**YOUR TASK:** Resume the forum thread on the multiple-choice probability paradox, continuing on from its final post.

It's a multiple choice question with 4 choices, stripping the choices A,B,C, & D of their values to choose one at random gives you a 25% chance of choosing correctly in any multiple choice question. There are two choices for 25%, you would have a 50% chance of choosing the right answer. So the answer is B.
You can't argue this, B is only one choice of 4, so you still have a 25% chance of choosing it at random. "So wouldn't that make the right answer 25%? That's why it's a paradox?" If the answer were 25%, you would have a 50% chance of choosing it at random. B is still the right answer.
The trick is that the question isn't asking you to actually choose on at random, in order to break out of the circle of fallacies you put yourself into you have to split your imagined situation into two dimensions so that you are a spectator watching another person answer the question at random. What is the chance they will answer correctly? Since it is initially 25% by default for any multiple choice, they have two choices for 25%, you now know that they have a 50% chance of answering correctly, thus YOUR answer is 50% while THEIRS is 25%. Any other speculation beyond this is redundant and will lead you to the same conclusion, answer B and continue with the test.
Actually my good sir, by having two 25% answers, you then can eliminate one of them (assuming both are correct to select). This creates a 1/3 chance of getting it right at random, which is 33.333...% therefore none of these are correct, and it's a 0% chance.
Sorry man. There is a slight problem with that argument. It says that "if you choose a question at random, what is the chance that you will be correct?" This would mean that the correct answer is 25% by default. But since there are two answers of 25% that makes 50% the correct answer right? But if 50% is the correct answer, then there is only one 50%. That makes 25% the correct answer. But there are two 25%'s. That makes 50% the right answer. But there is only one 50%. That means 25% has to be the correct answer. And so on and so on.
That is what makes splitting the imagined situation into two dimensions, in which you are the spectator of yourself answering this question at random, very crucial.

**DATASET ROWS:**
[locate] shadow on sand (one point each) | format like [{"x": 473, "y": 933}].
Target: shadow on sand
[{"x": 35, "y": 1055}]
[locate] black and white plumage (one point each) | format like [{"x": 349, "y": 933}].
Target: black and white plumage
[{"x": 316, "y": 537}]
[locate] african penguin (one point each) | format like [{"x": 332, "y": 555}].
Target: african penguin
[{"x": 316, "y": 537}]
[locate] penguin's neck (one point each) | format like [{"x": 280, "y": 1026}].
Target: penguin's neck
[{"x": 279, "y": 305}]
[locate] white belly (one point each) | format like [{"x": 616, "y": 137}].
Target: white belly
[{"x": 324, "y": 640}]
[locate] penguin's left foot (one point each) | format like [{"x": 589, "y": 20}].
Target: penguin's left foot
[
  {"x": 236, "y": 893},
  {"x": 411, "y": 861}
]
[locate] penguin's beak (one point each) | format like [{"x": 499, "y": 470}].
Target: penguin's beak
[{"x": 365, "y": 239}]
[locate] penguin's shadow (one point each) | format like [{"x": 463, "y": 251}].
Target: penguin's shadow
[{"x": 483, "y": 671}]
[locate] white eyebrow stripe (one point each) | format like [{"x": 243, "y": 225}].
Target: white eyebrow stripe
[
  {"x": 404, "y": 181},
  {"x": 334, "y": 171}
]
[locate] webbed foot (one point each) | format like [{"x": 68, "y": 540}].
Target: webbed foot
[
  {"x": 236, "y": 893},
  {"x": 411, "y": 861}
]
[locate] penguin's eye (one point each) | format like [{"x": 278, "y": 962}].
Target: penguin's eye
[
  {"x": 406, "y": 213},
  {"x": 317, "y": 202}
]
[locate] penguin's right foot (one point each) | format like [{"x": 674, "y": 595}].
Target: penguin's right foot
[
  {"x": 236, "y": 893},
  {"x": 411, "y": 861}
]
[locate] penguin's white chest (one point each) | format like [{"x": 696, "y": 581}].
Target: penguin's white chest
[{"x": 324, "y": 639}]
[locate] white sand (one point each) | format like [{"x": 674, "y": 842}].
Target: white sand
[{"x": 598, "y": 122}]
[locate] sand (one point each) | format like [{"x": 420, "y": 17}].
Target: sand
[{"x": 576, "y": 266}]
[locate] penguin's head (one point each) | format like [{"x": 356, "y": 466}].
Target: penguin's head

**RESPONSE TO THE EXERCISE:**
You have to envision the continued circular paradox until you reach a point where you realize, "Oh **** it actually is possible to stop here!". You have to take logic and try to throw it an entirely different direction than the one life requires it to go for the paradox to finally reach a conclusion.
Logic cannot be changed. That is why it is logic. You cannot stop at any point and say it is the end because it is a circle. It has no ends. You can say it ends here, but that will never make it true. My conclusion remains the same.
However, there are two choices for 25%. Therefore, if 25% is right, and there are two options for 25%, 50% is right. Both 25% and 50% cannot be right, so 25% cannot be right.
If the answer is 50%, then there are two possible correct answers, meaning there is another answer besides 50% that is correct. There cannot be two correct answers at the same time that are different, so 60% is left.
60% = 2.4/4. This means 2.4 of the answers are correct, which makes no sense.
Okay so actually, it's like this: If we are allowed to make the assumption that the answers A) B) C) D) are the only responses to be picked in a random then the "chance" of picking the right answer is 0% because the correct answer would be 'does not exist' because there is no logical basis to make the assumption that one of the four answers is correct. In reality it's a question hidden behind a misleading question. Daniel Kahneman and Amos Tversky earned the Nobel prize in 2002 for their models showing that intuitive reasoning is flawed in predictable ways and this is a prime example.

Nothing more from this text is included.